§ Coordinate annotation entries
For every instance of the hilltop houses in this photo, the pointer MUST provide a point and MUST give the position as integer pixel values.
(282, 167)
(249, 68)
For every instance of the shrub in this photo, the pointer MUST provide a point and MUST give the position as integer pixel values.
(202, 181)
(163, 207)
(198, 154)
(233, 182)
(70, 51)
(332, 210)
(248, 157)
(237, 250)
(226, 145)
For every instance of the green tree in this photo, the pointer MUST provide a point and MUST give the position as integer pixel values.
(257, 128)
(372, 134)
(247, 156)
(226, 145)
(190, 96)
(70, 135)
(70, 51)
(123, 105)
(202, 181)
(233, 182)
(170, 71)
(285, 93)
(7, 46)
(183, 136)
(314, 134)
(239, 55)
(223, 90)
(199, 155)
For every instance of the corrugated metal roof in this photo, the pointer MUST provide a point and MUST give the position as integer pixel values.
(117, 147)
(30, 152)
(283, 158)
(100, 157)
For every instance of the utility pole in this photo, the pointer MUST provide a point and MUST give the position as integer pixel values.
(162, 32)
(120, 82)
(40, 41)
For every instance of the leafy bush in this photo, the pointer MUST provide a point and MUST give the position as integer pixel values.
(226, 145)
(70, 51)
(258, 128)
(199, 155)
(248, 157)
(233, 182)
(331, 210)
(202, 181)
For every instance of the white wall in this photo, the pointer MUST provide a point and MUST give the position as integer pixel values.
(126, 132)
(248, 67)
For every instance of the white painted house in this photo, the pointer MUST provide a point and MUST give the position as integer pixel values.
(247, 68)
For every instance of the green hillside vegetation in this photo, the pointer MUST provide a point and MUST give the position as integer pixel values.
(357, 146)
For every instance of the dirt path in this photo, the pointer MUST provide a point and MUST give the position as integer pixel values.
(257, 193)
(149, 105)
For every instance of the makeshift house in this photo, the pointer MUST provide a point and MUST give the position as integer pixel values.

§ Set problem
Please render all of the rows above as a numbered list, leaving out any blank lines.

§ Task result
1. For every instance of the hilltop houses in this photo, the pointer MUST provide a point and MUST give the position as integer pixel values.
2. (282, 167)
3. (249, 68)
4. For every instance of the shrub in this photo, the pointer MUST provide a point and MUST give the position as integer pixel values.
5. (202, 181)
6. (163, 207)
7. (198, 154)
8. (233, 182)
9. (70, 51)
10. (332, 210)
11. (248, 157)
12. (237, 250)
13. (226, 145)
14. For every instance of the green tree in this photo, the pointer MUST provide a point and MUST give the position as integer pixel values.
15. (257, 128)
16. (372, 134)
17. (247, 156)
18. (226, 145)
19. (190, 96)
20. (70, 135)
21. (70, 51)
22. (123, 105)
23. (202, 181)
24. (233, 182)
25. (170, 71)
26. (285, 93)
27. (7, 46)
28. (183, 136)
29. (314, 134)
30. (239, 55)
31. (223, 90)
32. (199, 155)
33. For every instance of the corrugated metal roof in this photo, the pointer MUST provide a point and MUST give the position as integer pixel values.
34. (117, 147)
35. (30, 152)
36. (283, 158)
37. (100, 157)
38. For every instance of the utility pole in this photo, the pointer MUST provide a point and MUST give the position as integer pixel values.
39. (162, 32)
40. (120, 82)
41. (40, 41)
42. For every instance of the leafy bush in this photo, the pointer MUST provide a point and MUST give the position as integer pixel values.
43. (226, 145)
44. (70, 51)
45. (258, 128)
46. (199, 155)
47. (248, 157)
48. (233, 182)
49. (331, 210)
50. (202, 181)
51. For every instance of the white wall in this photo, the pointer MUST provide a point and MUST give the position as integer pixel values.
52. (126, 132)
53. (248, 67)
54. For every instance of the white painted house in this photo, the pointer MUST provide a point and MUST give the position as integer pixel values.
55. (247, 68)
56. For every instance of the green hillside vegetation in this photo, the pointer MUST provide a point and MUST give the position as integer pixel values.
57. (357, 146)
58. For every instance of the dirt path in this photo, the pointer MUST provide a point and MUST give the position as integer pixel values.
59. (257, 193)
60. (149, 105)
61. For every instance of the makeshift house in this photo, the pointer MUST provide a point and MUST give the position as integer pixel values.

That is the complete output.